# Written exercise
Rewrite only the lines between the line containing "Target = music stand" and the line containing "x=329 y=255", inclusive, with "dropped as a pin" replaced by "placed as a marker" and everything else left unchanged.

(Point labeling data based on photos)
-------------------------

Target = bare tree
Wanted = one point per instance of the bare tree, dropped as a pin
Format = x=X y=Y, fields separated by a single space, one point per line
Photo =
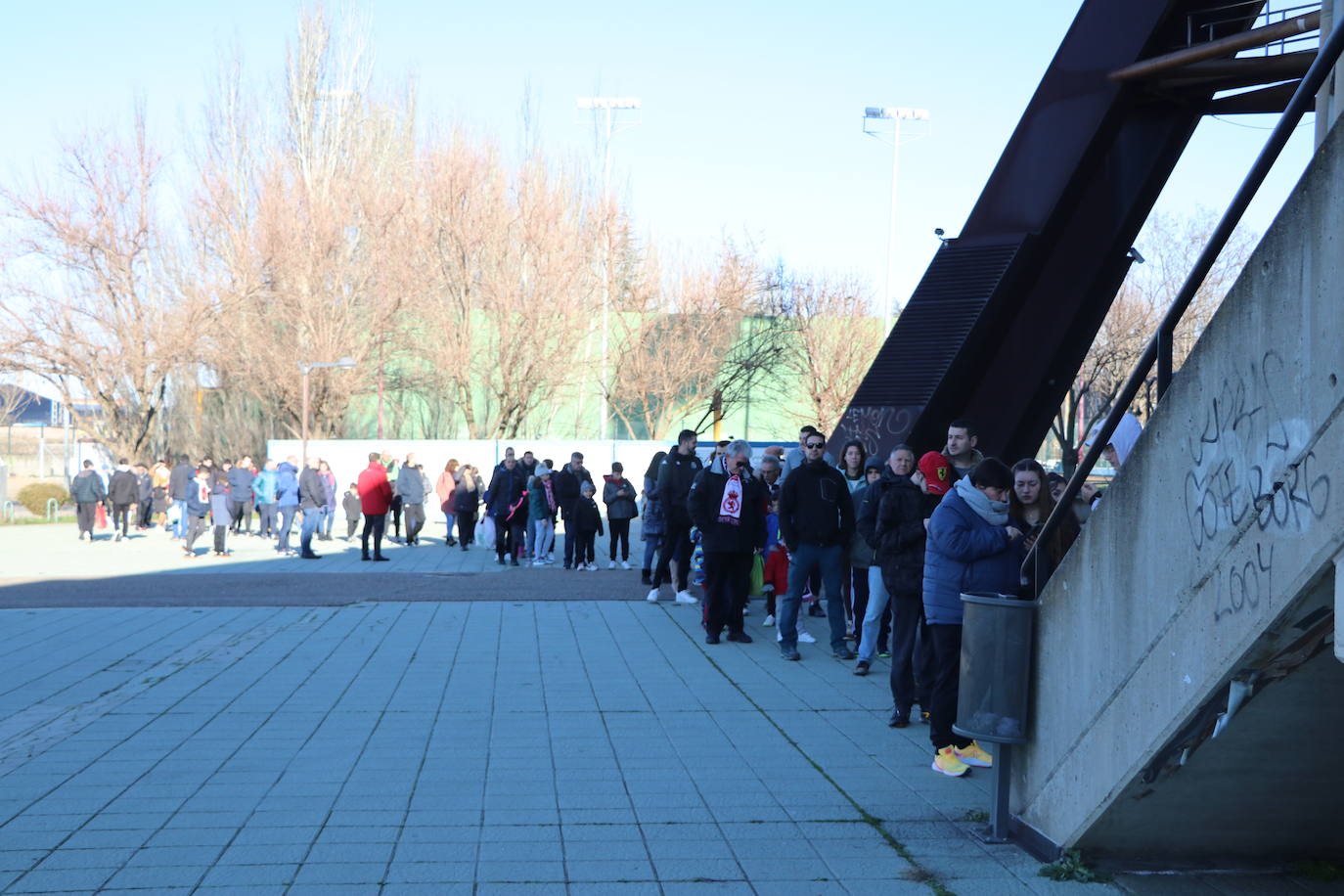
x=833 y=344
x=96 y=301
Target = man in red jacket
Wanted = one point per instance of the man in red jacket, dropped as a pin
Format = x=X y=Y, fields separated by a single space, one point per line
x=376 y=497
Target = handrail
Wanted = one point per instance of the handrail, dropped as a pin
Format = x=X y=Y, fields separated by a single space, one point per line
x=1303 y=98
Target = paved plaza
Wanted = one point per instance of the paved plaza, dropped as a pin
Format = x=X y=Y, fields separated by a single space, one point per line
x=419 y=745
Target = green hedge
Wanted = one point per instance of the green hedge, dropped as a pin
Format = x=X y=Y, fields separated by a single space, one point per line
x=36 y=495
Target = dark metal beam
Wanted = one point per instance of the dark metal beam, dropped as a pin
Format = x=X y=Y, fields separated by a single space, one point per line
x=1221 y=47
x=1253 y=103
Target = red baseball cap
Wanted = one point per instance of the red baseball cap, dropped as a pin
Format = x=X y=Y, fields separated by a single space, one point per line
x=937 y=471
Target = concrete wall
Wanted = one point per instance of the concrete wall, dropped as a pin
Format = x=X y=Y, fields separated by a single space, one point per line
x=1226 y=512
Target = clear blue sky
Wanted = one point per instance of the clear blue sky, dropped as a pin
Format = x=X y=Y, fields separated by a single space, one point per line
x=751 y=111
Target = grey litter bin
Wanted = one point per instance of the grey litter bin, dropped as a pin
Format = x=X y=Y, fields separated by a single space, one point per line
x=995 y=668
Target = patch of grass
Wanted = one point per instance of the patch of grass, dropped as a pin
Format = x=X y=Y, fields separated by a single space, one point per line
x=1070 y=867
x=1319 y=871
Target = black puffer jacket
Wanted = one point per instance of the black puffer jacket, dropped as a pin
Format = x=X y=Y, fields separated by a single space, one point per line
x=899 y=533
x=704 y=501
x=676 y=474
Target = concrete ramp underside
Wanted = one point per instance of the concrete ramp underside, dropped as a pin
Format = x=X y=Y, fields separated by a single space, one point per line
x=1202 y=596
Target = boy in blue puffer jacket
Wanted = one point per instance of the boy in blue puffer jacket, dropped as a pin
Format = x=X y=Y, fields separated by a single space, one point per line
x=970 y=547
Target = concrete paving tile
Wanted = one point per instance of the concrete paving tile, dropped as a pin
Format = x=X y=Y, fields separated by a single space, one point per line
x=341 y=874
x=696 y=870
x=520 y=872
x=250 y=876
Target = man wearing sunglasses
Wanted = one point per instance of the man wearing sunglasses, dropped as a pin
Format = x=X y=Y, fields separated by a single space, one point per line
x=816 y=524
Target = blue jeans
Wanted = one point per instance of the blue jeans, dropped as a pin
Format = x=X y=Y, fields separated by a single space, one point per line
x=804 y=560
x=287 y=522
x=305 y=535
x=543 y=538
x=877 y=600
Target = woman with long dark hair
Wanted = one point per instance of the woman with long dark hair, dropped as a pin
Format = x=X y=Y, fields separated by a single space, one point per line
x=654 y=524
x=1030 y=504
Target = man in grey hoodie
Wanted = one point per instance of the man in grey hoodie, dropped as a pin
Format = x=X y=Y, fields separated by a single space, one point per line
x=410 y=486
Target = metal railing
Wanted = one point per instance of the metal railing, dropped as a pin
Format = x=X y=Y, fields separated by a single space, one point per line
x=1160 y=345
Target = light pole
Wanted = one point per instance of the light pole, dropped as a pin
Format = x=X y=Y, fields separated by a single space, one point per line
x=308 y=367
x=607 y=108
x=895 y=114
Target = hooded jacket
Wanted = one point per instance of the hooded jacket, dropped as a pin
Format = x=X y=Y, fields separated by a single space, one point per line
x=507 y=489
x=676 y=474
x=312 y=495
x=287 y=484
x=122 y=488
x=240 y=484
x=963 y=553
x=815 y=507
x=566 y=484
x=86 y=488
x=704 y=501
x=376 y=492
x=618 y=497
x=179 y=481
x=410 y=485
x=263 y=486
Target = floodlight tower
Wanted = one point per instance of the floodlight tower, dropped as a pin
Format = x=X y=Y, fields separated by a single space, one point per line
x=894 y=114
x=607 y=109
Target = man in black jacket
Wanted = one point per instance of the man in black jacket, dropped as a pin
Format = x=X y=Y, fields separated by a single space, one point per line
x=728 y=504
x=122 y=492
x=816 y=522
x=899 y=538
x=676 y=473
x=312 y=497
x=179 y=485
x=87 y=493
x=566 y=485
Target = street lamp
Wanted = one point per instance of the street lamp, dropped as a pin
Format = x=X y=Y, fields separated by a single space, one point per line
x=606 y=109
x=895 y=114
x=308 y=367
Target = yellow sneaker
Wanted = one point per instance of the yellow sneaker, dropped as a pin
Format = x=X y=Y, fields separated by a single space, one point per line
x=948 y=763
x=973 y=755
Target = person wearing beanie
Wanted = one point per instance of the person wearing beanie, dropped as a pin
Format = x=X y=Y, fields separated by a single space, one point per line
x=970 y=547
x=618 y=497
x=962 y=448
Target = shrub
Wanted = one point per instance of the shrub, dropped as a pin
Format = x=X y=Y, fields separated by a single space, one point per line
x=35 y=496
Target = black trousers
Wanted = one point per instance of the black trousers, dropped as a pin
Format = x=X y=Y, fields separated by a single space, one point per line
x=942 y=705
x=620 y=535
x=374 y=522
x=414 y=520
x=509 y=536
x=241 y=515
x=86 y=512
x=676 y=543
x=913 y=669
x=728 y=576
x=121 y=517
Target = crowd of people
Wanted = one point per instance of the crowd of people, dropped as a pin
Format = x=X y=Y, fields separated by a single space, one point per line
x=879 y=547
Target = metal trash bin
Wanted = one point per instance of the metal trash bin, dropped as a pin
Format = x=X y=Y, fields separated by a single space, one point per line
x=995 y=668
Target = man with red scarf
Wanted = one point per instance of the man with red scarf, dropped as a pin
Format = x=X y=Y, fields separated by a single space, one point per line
x=728 y=504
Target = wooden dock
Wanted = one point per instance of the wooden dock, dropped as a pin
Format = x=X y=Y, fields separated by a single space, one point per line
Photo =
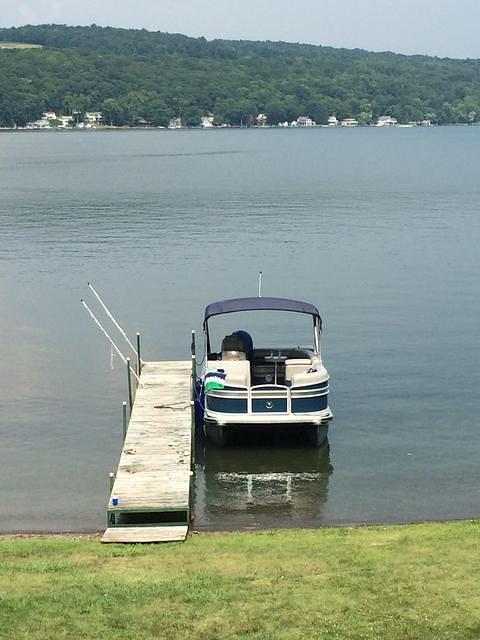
x=152 y=483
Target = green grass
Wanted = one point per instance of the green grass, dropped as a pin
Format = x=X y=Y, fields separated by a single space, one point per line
x=398 y=582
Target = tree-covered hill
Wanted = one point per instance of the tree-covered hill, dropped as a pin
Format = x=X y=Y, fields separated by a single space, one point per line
x=136 y=74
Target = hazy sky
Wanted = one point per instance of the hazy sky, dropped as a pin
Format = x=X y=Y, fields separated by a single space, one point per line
x=435 y=27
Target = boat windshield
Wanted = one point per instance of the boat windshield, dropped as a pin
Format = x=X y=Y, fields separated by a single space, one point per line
x=275 y=329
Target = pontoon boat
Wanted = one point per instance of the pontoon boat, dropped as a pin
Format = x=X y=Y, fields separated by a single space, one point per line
x=246 y=384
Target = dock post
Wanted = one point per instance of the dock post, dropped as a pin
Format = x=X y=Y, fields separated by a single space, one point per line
x=139 y=359
x=124 y=420
x=192 y=437
x=129 y=379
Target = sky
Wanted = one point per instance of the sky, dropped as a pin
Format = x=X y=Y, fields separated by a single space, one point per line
x=445 y=28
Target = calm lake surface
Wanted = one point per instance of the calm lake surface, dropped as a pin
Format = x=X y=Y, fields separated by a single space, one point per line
x=379 y=228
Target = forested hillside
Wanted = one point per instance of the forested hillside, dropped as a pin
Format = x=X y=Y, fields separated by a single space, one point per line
x=136 y=74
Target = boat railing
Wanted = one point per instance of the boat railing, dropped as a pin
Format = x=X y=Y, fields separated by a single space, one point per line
x=269 y=392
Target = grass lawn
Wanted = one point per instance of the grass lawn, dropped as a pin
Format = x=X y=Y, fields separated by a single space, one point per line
x=395 y=582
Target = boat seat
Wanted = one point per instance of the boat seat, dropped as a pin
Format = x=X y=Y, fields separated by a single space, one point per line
x=299 y=361
x=238 y=371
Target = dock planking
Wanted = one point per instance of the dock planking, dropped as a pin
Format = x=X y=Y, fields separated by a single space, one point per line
x=152 y=482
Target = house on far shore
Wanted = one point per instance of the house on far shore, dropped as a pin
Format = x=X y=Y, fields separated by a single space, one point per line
x=65 y=121
x=207 y=121
x=305 y=121
x=386 y=121
x=175 y=123
x=261 y=120
x=93 y=118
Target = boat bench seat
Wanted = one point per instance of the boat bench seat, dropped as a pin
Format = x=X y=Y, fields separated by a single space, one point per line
x=305 y=379
x=238 y=371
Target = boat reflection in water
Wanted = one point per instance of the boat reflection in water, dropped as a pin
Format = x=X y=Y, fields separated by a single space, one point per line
x=260 y=484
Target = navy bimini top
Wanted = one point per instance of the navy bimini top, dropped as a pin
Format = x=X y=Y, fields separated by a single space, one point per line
x=260 y=304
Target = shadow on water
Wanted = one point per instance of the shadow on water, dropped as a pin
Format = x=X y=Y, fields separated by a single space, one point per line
x=263 y=479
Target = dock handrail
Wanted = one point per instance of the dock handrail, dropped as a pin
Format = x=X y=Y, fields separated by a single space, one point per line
x=103 y=330
x=122 y=332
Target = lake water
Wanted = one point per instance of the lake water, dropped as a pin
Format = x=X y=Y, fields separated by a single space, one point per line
x=379 y=228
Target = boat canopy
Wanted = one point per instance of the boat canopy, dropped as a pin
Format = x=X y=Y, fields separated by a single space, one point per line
x=260 y=303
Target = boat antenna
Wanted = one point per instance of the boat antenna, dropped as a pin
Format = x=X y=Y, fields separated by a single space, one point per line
x=104 y=306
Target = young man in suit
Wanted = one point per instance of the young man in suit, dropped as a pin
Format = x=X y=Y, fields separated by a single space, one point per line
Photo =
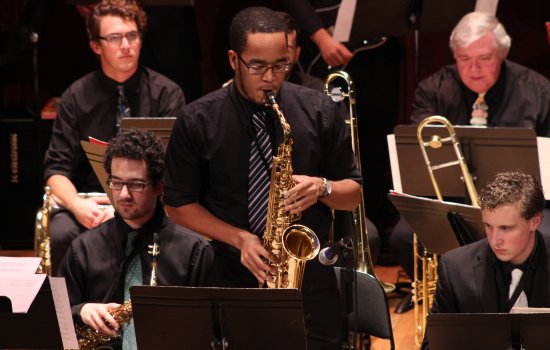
x=481 y=277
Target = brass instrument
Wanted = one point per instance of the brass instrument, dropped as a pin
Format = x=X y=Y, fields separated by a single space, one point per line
x=364 y=259
x=42 y=235
x=424 y=289
x=293 y=245
x=89 y=338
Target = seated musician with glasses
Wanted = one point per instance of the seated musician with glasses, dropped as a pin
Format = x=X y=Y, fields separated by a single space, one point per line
x=218 y=169
x=482 y=88
x=102 y=263
x=93 y=107
x=508 y=268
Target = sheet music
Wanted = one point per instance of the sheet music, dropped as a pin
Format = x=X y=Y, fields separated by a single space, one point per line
x=394 y=163
x=63 y=311
x=344 y=20
x=543 y=147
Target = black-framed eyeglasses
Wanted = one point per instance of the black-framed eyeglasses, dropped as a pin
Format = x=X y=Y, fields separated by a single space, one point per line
x=261 y=69
x=116 y=38
x=133 y=186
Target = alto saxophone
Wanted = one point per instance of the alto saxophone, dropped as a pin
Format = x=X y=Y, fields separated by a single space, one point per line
x=292 y=245
x=89 y=338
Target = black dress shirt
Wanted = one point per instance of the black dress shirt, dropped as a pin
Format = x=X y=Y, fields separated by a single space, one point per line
x=95 y=262
x=519 y=98
x=88 y=108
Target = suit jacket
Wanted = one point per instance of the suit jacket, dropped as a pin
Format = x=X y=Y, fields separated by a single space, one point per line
x=467 y=281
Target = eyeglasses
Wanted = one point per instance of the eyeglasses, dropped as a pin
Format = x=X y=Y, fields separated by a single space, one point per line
x=261 y=69
x=133 y=186
x=115 y=39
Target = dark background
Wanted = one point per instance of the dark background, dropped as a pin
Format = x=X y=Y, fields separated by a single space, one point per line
x=385 y=89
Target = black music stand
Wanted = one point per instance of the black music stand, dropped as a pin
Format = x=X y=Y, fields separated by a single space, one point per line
x=488 y=331
x=47 y=325
x=487 y=151
x=456 y=224
x=218 y=318
x=161 y=127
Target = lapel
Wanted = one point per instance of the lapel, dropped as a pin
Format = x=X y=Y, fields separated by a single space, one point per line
x=485 y=280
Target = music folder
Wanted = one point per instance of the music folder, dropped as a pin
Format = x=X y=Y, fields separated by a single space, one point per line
x=440 y=226
x=218 y=318
x=523 y=331
x=47 y=324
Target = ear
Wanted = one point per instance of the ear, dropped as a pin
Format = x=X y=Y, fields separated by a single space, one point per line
x=96 y=47
x=298 y=51
x=233 y=59
x=535 y=221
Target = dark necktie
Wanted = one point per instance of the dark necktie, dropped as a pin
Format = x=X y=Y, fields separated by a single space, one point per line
x=123 y=109
x=479 y=111
x=133 y=277
x=258 y=175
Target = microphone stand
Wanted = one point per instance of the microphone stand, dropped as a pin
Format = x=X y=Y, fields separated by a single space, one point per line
x=348 y=291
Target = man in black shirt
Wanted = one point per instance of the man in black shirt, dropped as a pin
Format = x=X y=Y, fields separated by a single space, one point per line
x=207 y=167
x=93 y=107
x=482 y=88
x=481 y=277
x=96 y=263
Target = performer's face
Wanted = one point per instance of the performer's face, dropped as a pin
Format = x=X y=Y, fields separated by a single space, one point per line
x=135 y=207
x=510 y=236
x=118 y=61
x=479 y=63
x=261 y=49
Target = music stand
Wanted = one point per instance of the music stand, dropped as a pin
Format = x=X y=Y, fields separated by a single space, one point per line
x=218 y=318
x=47 y=325
x=423 y=214
x=488 y=331
x=161 y=127
x=487 y=151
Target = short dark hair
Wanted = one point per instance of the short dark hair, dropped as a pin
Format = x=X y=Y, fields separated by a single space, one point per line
x=129 y=10
x=137 y=144
x=253 y=20
x=290 y=22
x=511 y=187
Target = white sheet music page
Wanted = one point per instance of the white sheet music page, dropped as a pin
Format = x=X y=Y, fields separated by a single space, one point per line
x=344 y=20
x=63 y=311
x=19 y=282
x=543 y=147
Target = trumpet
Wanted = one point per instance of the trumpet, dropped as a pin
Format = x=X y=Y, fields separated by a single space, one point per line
x=424 y=286
x=364 y=259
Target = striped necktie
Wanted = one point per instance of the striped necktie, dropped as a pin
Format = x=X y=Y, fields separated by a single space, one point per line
x=258 y=175
x=133 y=277
x=479 y=111
x=521 y=301
x=123 y=109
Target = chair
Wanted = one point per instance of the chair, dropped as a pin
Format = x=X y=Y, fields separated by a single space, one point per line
x=373 y=316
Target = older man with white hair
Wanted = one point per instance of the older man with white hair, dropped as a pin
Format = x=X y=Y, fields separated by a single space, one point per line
x=482 y=87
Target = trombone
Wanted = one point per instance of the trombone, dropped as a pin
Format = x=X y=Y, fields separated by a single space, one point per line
x=364 y=259
x=424 y=288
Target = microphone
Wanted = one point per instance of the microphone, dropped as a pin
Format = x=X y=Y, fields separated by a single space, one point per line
x=329 y=255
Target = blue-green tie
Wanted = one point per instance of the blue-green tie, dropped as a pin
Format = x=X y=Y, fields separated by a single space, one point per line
x=133 y=277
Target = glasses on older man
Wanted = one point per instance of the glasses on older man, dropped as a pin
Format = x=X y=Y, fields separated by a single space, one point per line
x=115 y=39
x=261 y=69
x=133 y=186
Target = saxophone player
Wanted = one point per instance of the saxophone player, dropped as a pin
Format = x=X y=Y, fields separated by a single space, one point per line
x=102 y=263
x=218 y=165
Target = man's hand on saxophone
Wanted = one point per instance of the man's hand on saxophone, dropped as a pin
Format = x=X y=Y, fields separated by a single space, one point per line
x=98 y=316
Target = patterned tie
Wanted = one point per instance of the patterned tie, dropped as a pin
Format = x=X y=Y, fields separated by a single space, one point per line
x=516 y=277
x=258 y=176
x=479 y=111
x=123 y=110
x=133 y=277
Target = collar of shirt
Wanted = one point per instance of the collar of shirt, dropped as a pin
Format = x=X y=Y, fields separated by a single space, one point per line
x=493 y=97
x=156 y=223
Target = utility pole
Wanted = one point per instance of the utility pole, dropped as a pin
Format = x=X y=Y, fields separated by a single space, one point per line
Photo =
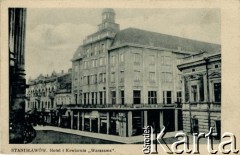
x=208 y=99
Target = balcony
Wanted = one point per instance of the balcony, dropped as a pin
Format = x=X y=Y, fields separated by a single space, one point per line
x=202 y=106
x=122 y=106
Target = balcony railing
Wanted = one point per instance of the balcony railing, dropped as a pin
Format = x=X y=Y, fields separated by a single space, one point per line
x=203 y=105
x=121 y=106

-------------------------

# Written reply
Target = music stand
Wanted = one point per instance of the music stand, placed as a marker
Format = x=X y=Y, fields separated by a single space, one point per line
x=218 y=318
x=47 y=325
x=423 y=214
x=488 y=331
x=161 y=127
x=487 y=151
Target = short dark hair
Wanted = one point per instance of the short dark hair, placed as a marker
Format = x=X y=Y, fields separated by a single space, one point per line
x=129 y=10
x=137 y=144
x=253 y=20
x=290 y=22
x=511 y=187
Target = white sheet music page
Wanted = one point per instance of the white sheet music page, placed as a marker
Format = x=X y=Y, fields separated by a single space, one point per line
x=344 y=20
x=63 y=311
x=19 y=282
x=543 y=147
Target = trumpet
Wanted = one point per instance of the trumpet, placed as a marker
Format = x=X y=Y, fields separated by a single space, one point per line
x=424 y=286
x=364 y=259
Target = striped necktie
Wanted = one point per instance of the striped necktie, placed as a marker
Format = x=X y=Y, fields separated by a single space, one point per line
x=258 y=175
x=133 y=277
x=479 y=111
x=521 y=301
x=123 y=109
Target = chair
Wanted = one point per instance of the chair, placed as a marker
Format = x=X y=Y, fields separated by a single space, one point per line
x=373 y=316
Target = older man with white hair
Wanted = one point per instance of the older man with white hair, placed as a marker
Format = x=X y=Y, fields separated by a single space, one point per line
x=482 y=87
Target = trombone
Wanted = one point per instance of the trombone, placed as a marker
Format = x=X y=Y, fields separated by a single space, one point per line
x=364 y=259
x=424 y=288
Target = microphone
Wanted = one point per instance of the microphone, placed as a marker
Format = x=X y=Y, fields separated by a single space, one point per line
x=329 y=255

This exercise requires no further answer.